## INSTRUCTION
Repeat the data that follows, word for word, without the images.

## RECORD EXCERPTS
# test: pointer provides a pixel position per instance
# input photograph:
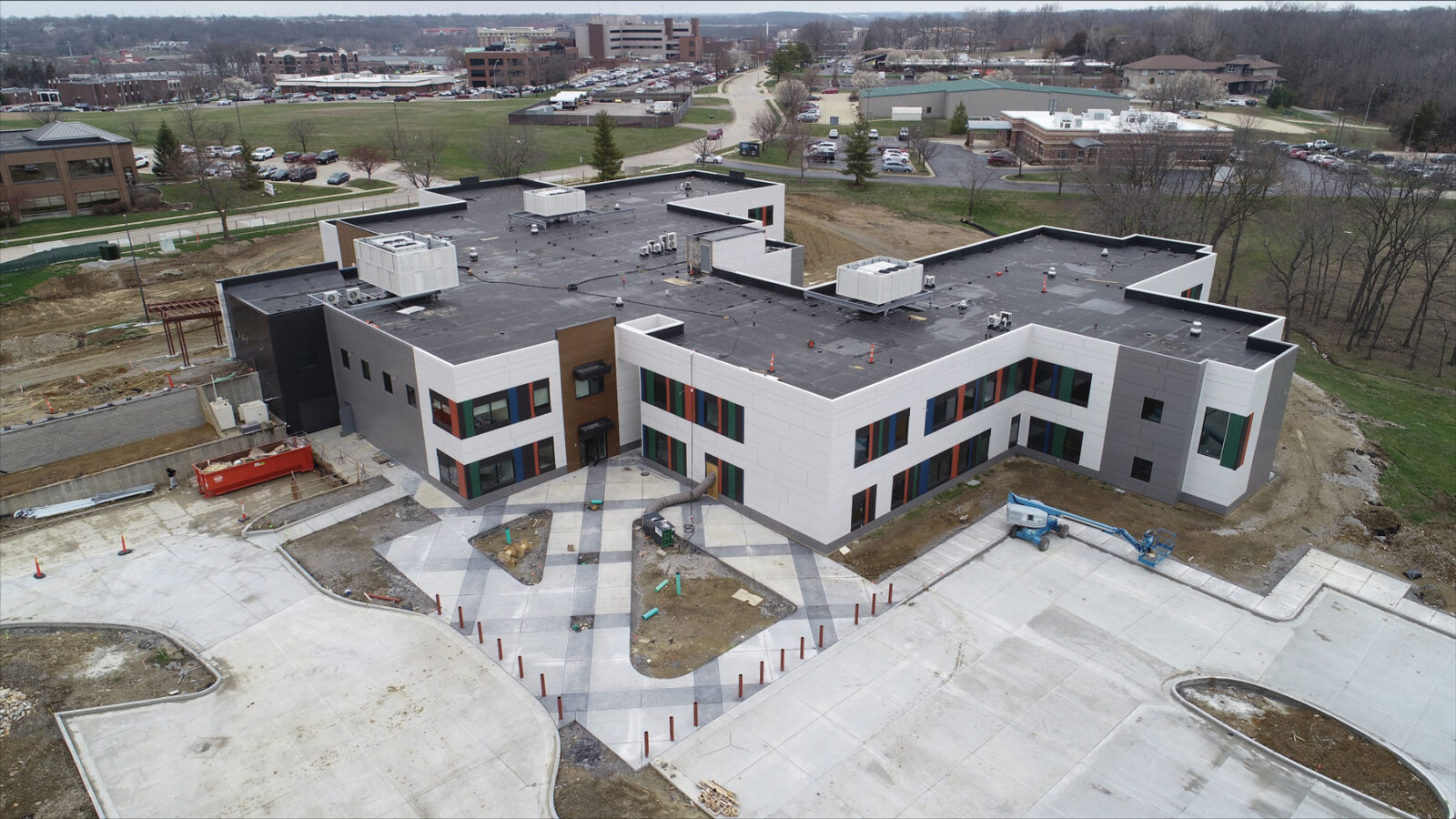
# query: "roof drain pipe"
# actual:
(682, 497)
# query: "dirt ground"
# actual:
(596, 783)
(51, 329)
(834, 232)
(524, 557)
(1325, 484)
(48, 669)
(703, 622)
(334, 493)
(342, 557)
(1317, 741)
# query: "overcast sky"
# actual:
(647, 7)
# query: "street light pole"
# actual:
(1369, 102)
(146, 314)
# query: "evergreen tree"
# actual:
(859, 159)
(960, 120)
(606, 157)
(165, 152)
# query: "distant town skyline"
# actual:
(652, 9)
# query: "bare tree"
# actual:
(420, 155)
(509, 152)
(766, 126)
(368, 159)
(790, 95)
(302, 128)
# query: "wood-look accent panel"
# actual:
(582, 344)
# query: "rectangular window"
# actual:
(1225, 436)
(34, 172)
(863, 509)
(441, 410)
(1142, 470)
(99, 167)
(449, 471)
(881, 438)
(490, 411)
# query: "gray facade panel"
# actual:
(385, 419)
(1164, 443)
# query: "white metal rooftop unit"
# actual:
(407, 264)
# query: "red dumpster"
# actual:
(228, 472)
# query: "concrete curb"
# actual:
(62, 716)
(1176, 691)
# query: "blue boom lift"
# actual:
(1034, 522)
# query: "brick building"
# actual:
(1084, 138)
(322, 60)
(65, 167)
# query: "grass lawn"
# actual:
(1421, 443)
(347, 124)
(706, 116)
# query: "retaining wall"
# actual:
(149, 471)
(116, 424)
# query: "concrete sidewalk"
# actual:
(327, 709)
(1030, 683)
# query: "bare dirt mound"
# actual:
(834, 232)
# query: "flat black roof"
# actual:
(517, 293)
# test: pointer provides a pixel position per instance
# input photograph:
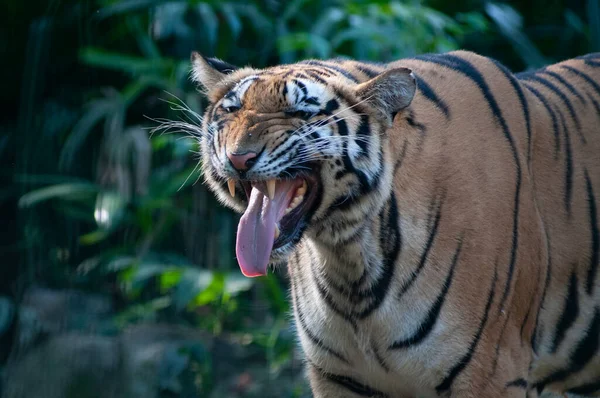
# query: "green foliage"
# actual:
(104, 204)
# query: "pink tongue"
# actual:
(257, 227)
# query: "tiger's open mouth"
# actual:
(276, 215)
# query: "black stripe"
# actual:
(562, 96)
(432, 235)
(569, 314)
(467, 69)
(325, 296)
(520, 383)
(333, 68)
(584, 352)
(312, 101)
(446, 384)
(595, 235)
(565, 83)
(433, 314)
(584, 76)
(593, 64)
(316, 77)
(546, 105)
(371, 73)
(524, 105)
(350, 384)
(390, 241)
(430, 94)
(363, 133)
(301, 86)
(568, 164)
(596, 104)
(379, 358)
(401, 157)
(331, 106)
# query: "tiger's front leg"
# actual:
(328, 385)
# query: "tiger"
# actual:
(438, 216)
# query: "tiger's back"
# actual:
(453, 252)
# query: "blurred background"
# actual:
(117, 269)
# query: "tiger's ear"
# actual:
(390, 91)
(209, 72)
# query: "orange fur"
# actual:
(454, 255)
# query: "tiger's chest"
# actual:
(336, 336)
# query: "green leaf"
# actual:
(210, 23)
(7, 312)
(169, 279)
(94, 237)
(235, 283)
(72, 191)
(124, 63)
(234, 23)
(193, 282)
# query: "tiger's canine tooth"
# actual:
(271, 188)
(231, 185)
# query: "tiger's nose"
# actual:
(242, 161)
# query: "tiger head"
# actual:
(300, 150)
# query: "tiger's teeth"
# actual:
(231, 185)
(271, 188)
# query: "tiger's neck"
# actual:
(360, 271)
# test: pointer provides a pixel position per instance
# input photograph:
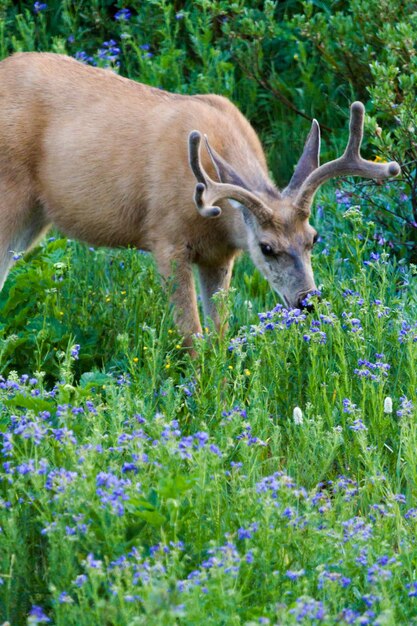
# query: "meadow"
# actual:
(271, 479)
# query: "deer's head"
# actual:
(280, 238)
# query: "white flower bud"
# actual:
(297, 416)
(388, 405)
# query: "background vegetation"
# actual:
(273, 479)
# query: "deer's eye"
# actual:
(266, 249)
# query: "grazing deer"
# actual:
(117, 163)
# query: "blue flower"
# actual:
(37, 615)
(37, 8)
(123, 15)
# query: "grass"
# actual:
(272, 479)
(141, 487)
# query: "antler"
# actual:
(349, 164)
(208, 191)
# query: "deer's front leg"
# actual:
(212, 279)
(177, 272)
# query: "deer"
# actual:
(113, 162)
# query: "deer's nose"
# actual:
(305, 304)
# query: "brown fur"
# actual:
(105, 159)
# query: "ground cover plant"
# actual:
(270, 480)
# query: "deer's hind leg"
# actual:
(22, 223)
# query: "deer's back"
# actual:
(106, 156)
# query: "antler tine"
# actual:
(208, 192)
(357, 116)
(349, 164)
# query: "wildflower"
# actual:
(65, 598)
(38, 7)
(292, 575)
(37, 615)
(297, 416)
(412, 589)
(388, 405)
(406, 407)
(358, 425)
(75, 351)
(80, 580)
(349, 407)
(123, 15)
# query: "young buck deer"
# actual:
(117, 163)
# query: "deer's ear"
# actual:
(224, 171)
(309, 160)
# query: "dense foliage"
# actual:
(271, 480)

## SOLUTION TO THIS TASK
# test: pointer provides a pixel position per instance
# input photograph:
# query: "roof drain pipe"
# actual:
(682, 497)
# query: "dirt ground"
# actual:
(596, 783)
(51, 329)
(834, 232)
(524, 557)
(1325, 484)
(48, 669)
(703, 622)
(334, 493)
(342, 557)
(1317, 741)
# query: "overcast sky"
# actual:
(647, 7)
# query: "street light pole"
# actual:
(1369, 102)
(146, 314)
# query: "evergreen tree"
# actual:
(859, 159)
(960, 120)
(606, 157)
(165, 152)
# query: "distant town skyline"
# actual:
(652, 9)
# query: "bare tree"
# actual:
(420, 155)
(509, 152)
(766, 126)
(368, 159)
(790, 95)
(302, 128)
# query: "wood-look accent panel"
# actual:
(582, 344)
# query: "rectangular window"
# actual:
(1225, 436)
(34, 172)
(863, 509)
(441, 410)
(1142, 470)
(99, 167)
(449, 471)
(881, 438)
(490, 411)
# query: "gray facade panel"
# actual:
(385, 419)
(1164, 443)
# query: "white metal rooftop unit"
# actual:
(407, 264)
# query: "red dumpster"
# actual:
(228, 472)
# query: "concrete curb"
# actual:
(62, 716)
(1176, 691)
# query: "blue boom lift"
# actual:
(1034, 522)
# query: "brick building"
# actual:
(1084, 138)
(322, 60)
(65, 167)
# query: "grass lawn"
# actual:
(1421, 443)
(347, 124)
(706, 116)
# query: "retaining wall"
# actual:
(149, 471)
(116, 424)
# query: "concrete sidewalk"
# actual:
(327, 709)
(1030, 683)
# query: "bare dirt mound"
# actual:
(834, 232)
# query: "flat black roof"
# actual:
(517, 293)
# test: pointer provides a pixel position per instance
# input photograph:
# query: "green foliage"
# actual:
(104, 204)
# query: "pink tongue"
# actual:
(257, 227)
# query: "tiger's open mouth"
# actual:
(276, 215)
# query: "black stripe"
# actual:
(562, 96)
(432, 235)
(569, 314)
(467, 69)
(325, 296)
(520, 383)
(333, 68)
(584, 352)
(312, 101)
(446, 384)
(595, 235)
(565, 83)
(433, 314)
(584, 76)
(593, 64)
(316, 77)
(546, 105)
(371, 73)
(524, 105)
(350, 384)
(390, 241)
(430, 94)
(363, 133)
(301, 86)
(568, 164)
(596, 104)
(379, 358)
(401, 157)
(331, 106)
# query: "tiger's front leg"
# actual:
(328, 385)
# query: "tiger"
# actual:
(438, 216)
# query: "tiger's back"
# actual:
(453, 252)
# query: "blurred background"
# actual:
(117, 269)
# query: "tiger's ear"
# actual:
(390, 91)
(209, 72)
# query: "orange fur"
# actual:
(454, 255)
# query: "tiger's chest"
# actual:
(336, 336)
# query: "green leaf"
# actual:
(210, 23)
(7, 312)
(169, 279)
(94, 237)
(235, 283)
(72, 191)
(124, 63)
(234, 23)
(193, 282)
# query: "tiger's canine tooth"
# actual:
(271, 188)
(231, 185)
# query: "tiger's nose"
# actual:
(242, 161)
# query: "tiger head"
# actual:
(300, 150)
# query: "tiger's teeth"
# actual:
(231, 185)
(271, 188)
# query: "tiger's neck"
# actual:
(360, 271)
# test: pointer provides a pixel position per instance
# input photograph:
# query: "meadow"
# actual:
(271, 479)
# query: "deer's head"
# actual:
(280, 238)
# query: "white flower bud"
# actual:
(297, 416)
(388, 405)
# query: "background vegetation"
# actual:
(273, 479)
# query: "deer's eye"
# actual:
(266, 249)
# query: "grazing deer"
# actual:
(117, 163)
# query: "blue flower"
# actual:
(37, 615)
(37, 8)
(123, 15)
# query: "grass"
# actual:
(272, 479)
(141, 487)
# query: "antler"
# actual:
(349, 164)
(208, 191)
# query: "deer's front leg"
# actual:
(212, 279)
(177, 272)
# query: "deer"
# actual:
(113, 162)
# query: "deer's nose"
# actual:
(305, 304)
# query: "brown fur"
# actual:
(105, 159)
# query: "ground cover plant"
# actual:
(270, 480)
# query: "deer's hind leg"
# actual:
(22, 223)
# query: "deer's back"
# actual:
(106, 156)
# query: "antler tine"
# actual:
(208, 192)
(357, 116)
(349, 164)
# query: "wildflower"
# actual:
(65, 598)
(38, 7)
(292, 575)
(37, 615)
(297, 416)
(412, 589)
(388, 405)
(406, 407)
(358, 425)
(75, 351)
(80, 580)
(349, 407)
(123, 15)
# query: "young buck deer"
# actual:
(117, 163)
# query: "deer's ear"
# actual:
(224, 171)
(309, 160)
# query: "dense foliage"
# actual:
(271, 480)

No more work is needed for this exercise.